### [SHORT EXERCISE]
Revise the material starting at the line that contains "of the <item>man" and stopping after the line that contains "192L72 189L71 189L71". Swap "holding pole" for "gripping pole" and leave everything else unchanged.

### [Boundary annotation records]

━━━━

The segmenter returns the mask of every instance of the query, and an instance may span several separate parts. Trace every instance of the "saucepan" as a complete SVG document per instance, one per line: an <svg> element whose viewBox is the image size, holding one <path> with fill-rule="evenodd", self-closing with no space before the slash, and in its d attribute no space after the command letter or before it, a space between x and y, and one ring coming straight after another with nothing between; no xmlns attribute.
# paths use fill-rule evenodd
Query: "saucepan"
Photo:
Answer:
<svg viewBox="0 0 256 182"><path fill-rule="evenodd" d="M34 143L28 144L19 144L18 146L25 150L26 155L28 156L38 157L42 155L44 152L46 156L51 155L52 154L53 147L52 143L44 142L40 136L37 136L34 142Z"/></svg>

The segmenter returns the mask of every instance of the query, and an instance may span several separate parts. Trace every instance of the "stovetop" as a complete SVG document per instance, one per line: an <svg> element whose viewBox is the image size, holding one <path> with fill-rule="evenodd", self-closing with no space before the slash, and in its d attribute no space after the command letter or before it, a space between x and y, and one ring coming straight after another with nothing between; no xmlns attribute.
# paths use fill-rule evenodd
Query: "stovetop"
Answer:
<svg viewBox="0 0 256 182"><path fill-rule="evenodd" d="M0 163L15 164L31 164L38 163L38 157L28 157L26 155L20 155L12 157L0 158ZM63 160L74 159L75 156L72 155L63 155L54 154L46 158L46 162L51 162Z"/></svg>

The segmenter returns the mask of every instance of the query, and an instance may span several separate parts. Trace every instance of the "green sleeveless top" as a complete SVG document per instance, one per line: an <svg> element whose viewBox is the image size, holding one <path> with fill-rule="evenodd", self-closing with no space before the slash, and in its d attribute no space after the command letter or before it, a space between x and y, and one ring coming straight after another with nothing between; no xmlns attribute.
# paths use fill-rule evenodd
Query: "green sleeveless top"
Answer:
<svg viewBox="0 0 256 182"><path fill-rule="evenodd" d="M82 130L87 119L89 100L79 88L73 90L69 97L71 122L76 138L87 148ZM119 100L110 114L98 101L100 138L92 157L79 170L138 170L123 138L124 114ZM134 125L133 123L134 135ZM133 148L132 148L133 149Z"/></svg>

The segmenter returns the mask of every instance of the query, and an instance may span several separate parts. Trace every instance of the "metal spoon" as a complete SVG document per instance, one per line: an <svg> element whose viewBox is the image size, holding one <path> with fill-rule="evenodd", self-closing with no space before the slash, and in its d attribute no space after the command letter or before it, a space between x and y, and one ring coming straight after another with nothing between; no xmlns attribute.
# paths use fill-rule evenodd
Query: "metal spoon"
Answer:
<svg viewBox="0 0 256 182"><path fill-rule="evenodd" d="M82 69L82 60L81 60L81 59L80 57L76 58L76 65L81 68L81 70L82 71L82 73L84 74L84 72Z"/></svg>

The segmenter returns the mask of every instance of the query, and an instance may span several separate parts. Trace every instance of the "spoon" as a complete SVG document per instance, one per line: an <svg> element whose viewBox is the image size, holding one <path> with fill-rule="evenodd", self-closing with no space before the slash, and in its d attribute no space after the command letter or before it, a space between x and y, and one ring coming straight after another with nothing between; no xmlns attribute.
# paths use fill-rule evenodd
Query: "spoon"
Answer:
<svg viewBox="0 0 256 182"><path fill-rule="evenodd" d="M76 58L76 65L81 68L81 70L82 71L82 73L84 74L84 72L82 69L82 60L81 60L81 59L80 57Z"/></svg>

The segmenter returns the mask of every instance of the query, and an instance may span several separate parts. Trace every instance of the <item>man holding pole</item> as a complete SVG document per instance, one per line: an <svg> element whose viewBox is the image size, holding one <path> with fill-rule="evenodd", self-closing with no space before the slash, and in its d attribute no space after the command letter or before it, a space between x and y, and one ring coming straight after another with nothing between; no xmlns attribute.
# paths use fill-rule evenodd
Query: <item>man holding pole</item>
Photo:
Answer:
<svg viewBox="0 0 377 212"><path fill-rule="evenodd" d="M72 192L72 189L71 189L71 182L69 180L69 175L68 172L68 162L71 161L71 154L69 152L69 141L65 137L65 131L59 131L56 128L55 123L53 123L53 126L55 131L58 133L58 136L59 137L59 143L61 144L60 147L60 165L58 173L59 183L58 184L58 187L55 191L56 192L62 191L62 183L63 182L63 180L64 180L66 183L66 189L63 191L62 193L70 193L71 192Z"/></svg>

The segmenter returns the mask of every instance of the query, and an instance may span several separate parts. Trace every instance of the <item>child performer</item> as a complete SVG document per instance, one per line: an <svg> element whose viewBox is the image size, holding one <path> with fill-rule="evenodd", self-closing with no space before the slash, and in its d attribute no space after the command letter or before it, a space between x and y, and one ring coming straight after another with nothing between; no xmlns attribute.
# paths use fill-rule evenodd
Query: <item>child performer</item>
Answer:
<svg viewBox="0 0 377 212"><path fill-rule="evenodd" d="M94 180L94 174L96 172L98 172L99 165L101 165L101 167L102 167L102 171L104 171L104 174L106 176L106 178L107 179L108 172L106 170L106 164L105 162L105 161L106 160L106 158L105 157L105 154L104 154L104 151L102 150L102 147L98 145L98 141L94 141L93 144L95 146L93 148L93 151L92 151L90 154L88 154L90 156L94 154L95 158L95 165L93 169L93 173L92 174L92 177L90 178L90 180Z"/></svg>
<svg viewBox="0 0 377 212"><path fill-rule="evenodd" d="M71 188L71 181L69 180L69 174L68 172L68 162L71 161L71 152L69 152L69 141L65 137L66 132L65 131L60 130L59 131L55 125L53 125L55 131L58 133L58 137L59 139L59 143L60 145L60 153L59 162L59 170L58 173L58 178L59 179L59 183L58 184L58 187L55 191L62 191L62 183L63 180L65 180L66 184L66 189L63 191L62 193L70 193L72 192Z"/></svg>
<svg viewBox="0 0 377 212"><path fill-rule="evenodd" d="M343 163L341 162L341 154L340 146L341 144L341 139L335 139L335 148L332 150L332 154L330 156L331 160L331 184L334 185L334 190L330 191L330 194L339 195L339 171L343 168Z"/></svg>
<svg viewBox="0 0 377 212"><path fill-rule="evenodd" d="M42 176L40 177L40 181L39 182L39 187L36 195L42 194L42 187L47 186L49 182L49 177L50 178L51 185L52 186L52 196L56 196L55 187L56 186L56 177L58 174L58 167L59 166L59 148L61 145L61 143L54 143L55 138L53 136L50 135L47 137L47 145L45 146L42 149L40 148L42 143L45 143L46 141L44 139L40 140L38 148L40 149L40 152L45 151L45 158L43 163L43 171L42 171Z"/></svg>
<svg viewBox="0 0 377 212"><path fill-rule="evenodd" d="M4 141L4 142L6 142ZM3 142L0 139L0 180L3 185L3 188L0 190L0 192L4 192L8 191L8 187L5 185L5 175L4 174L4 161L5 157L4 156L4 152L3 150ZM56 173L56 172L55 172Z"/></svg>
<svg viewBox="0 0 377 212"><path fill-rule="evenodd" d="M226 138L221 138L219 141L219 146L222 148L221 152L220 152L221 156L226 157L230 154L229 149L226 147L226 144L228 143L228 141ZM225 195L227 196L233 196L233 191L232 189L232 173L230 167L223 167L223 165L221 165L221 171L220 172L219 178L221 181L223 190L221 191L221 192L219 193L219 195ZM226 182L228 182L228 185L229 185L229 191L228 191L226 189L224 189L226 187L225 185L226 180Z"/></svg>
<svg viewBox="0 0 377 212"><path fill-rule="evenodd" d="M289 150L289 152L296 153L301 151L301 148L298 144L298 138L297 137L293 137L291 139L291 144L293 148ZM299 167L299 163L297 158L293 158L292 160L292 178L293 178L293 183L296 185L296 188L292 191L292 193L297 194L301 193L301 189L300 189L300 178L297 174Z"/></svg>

━━━━

### [EXERCISE OUTPUT]
The segmenter returns the mask of every instance of the query, and an instance may span several separate parts. Trace every instance of the <item>man gripping pole</item> as a complete SVG document per instance, one per line: an <svg> element whose viewBox is the image size, holding one <path> with fill-rule="evenodd", self-closing with no space before the slash, and in its d attribute no space after the command letter or before it, a space between x and y, and one ring coming straight after another with nothing between; no xmlns attribute.
# paths use fill-rule evenodd
Query: <item>man gripping pole</item>
Photo:
Answer:
<svg viewBox="0 0 377 212"><path fill-rule="evenodd" d="M72 192L72 189L71 189L71 182L69 180L69 175L68 172L68 162L71 161L71 154L69 152L69 141L65 137L65 131L59 131L56 128L55 123L53 123L53 126L55 131L58 133L58 136L59 137L59 143L61 144L60 147L60 165L58 173L59 183L58 184L58 187L55 191L56 192L62 191L62 183L63 182L63 180L64 180L66 183L66 189L63 191L62 193L70 193L71 192Z"/></svg>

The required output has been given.